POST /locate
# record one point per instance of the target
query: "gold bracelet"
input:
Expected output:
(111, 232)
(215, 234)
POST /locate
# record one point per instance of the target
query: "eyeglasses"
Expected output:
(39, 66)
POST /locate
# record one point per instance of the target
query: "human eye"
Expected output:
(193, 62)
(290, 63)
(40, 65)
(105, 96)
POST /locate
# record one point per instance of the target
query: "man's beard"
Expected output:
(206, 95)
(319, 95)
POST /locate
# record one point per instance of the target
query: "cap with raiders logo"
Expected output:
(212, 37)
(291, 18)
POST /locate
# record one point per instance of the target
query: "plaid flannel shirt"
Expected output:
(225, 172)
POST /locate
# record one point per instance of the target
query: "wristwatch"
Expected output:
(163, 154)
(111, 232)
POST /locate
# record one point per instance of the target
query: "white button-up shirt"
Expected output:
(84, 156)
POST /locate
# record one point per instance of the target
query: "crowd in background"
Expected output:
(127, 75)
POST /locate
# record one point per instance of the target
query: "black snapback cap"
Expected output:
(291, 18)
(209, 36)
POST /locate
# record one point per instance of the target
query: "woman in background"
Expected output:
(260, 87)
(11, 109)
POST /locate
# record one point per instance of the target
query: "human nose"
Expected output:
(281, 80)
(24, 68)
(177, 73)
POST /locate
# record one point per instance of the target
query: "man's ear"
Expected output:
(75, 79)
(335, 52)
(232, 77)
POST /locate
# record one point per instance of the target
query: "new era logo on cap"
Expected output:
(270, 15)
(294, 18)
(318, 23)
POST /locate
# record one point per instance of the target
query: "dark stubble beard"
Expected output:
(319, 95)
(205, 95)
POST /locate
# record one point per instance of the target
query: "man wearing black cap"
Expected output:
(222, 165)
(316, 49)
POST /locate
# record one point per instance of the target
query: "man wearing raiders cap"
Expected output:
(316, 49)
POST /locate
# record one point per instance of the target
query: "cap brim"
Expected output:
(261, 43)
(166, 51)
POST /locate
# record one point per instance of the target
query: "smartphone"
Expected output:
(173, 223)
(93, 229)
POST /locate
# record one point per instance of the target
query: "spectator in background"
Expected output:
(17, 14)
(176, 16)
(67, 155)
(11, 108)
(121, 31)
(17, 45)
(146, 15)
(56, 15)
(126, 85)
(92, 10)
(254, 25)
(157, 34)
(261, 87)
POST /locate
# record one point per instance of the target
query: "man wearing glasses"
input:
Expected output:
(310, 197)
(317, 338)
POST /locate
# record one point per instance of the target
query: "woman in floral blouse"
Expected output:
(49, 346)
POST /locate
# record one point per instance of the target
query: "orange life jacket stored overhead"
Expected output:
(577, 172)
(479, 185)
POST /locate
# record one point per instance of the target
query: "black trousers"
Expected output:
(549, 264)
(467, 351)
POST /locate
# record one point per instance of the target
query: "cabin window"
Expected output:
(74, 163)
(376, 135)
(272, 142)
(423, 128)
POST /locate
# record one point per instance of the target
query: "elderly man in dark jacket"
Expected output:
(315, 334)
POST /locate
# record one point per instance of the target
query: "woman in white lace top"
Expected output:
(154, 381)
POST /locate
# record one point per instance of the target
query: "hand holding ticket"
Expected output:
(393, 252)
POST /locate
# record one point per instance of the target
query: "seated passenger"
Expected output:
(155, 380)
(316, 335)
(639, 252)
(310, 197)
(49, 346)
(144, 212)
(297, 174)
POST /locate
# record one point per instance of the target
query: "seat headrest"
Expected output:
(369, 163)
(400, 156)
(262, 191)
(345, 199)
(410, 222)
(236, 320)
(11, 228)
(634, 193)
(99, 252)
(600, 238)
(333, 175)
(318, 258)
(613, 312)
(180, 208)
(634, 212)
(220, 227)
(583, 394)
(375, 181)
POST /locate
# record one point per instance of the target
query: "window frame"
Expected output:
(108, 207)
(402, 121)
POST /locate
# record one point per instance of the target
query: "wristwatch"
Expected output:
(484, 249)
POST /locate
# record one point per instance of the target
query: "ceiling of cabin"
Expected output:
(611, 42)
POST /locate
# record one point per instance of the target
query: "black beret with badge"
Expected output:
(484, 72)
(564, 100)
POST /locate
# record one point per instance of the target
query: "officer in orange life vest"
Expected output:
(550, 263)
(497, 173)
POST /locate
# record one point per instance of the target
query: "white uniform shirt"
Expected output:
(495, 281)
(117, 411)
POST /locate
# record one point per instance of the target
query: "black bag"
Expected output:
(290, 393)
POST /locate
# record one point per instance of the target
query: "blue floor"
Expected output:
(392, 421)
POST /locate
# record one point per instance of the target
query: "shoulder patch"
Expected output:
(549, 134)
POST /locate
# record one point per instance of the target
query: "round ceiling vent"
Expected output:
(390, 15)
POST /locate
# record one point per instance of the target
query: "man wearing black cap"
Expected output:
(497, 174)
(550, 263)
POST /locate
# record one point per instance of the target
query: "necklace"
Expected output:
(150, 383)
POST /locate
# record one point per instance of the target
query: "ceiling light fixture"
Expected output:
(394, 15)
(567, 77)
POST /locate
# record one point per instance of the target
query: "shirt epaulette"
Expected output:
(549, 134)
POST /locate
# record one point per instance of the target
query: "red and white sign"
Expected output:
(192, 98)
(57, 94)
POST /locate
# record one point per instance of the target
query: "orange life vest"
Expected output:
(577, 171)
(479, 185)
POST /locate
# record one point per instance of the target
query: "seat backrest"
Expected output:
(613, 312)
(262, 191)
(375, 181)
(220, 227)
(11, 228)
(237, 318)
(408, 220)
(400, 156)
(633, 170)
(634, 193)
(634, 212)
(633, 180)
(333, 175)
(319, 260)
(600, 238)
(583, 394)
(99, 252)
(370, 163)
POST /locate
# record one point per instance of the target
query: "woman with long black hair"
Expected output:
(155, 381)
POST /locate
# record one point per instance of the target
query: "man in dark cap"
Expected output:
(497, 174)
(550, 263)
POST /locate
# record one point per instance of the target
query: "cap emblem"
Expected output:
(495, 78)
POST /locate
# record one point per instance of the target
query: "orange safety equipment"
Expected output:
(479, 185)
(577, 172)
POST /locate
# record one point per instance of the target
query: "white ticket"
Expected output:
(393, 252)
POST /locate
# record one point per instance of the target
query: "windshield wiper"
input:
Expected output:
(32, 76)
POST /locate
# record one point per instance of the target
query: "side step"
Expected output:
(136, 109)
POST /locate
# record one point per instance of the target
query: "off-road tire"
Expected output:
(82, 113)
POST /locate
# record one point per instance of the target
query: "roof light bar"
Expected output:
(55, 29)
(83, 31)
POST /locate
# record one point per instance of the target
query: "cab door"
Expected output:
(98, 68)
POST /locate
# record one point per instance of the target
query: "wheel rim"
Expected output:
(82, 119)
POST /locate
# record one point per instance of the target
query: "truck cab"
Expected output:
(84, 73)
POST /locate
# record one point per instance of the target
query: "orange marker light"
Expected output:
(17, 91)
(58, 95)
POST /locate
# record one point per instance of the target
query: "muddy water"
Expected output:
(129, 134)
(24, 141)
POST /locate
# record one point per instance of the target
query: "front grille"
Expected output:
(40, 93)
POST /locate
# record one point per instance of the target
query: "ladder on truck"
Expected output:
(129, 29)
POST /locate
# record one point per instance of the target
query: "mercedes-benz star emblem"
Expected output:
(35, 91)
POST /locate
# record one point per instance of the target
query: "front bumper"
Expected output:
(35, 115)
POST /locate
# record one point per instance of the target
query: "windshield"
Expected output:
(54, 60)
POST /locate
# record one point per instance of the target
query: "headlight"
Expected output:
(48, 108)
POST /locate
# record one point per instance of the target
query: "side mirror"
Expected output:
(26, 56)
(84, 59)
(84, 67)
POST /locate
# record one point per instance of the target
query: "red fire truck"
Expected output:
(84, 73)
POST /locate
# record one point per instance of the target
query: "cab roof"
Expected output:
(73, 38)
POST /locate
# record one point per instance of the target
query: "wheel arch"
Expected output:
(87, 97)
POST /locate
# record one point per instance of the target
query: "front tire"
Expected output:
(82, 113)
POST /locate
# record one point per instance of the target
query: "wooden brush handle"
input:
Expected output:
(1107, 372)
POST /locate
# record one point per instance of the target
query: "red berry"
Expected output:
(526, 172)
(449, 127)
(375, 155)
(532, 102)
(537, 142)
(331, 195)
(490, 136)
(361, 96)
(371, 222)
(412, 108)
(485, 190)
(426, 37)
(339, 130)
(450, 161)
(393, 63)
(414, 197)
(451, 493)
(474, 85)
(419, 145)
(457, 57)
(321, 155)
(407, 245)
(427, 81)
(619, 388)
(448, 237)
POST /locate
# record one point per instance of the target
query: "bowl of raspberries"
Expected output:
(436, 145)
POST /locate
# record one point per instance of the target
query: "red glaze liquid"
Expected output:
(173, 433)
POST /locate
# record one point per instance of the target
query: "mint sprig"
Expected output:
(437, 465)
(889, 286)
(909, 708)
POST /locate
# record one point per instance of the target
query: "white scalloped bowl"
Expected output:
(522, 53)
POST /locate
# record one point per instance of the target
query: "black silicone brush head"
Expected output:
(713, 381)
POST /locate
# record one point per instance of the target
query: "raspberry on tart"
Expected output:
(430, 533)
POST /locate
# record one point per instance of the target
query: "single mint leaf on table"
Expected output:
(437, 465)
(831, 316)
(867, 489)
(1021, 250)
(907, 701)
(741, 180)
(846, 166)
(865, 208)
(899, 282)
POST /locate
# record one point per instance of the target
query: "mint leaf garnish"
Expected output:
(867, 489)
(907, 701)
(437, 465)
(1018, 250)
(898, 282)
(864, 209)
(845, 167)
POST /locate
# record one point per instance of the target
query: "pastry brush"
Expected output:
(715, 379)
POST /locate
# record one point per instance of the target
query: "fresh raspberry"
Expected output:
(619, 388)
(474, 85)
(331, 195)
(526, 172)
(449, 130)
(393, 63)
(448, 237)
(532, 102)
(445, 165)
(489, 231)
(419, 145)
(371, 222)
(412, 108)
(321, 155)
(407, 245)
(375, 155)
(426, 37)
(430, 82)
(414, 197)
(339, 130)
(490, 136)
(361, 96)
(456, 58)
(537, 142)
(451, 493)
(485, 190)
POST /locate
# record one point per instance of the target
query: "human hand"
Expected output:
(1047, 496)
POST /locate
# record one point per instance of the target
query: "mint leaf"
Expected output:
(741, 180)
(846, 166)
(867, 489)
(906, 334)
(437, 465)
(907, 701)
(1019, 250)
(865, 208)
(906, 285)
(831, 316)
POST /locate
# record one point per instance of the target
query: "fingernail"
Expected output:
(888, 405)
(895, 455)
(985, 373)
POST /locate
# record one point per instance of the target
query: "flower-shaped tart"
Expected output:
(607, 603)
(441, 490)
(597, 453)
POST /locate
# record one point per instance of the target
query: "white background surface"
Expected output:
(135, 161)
..............................
▶ [Task details]: Find every line of the records that contains the word "bowl" and copy each one out. Matching is case-sensitive.

▶ [Task response]:
query: "bowl of raspberries"
query: "white scalloped bowl"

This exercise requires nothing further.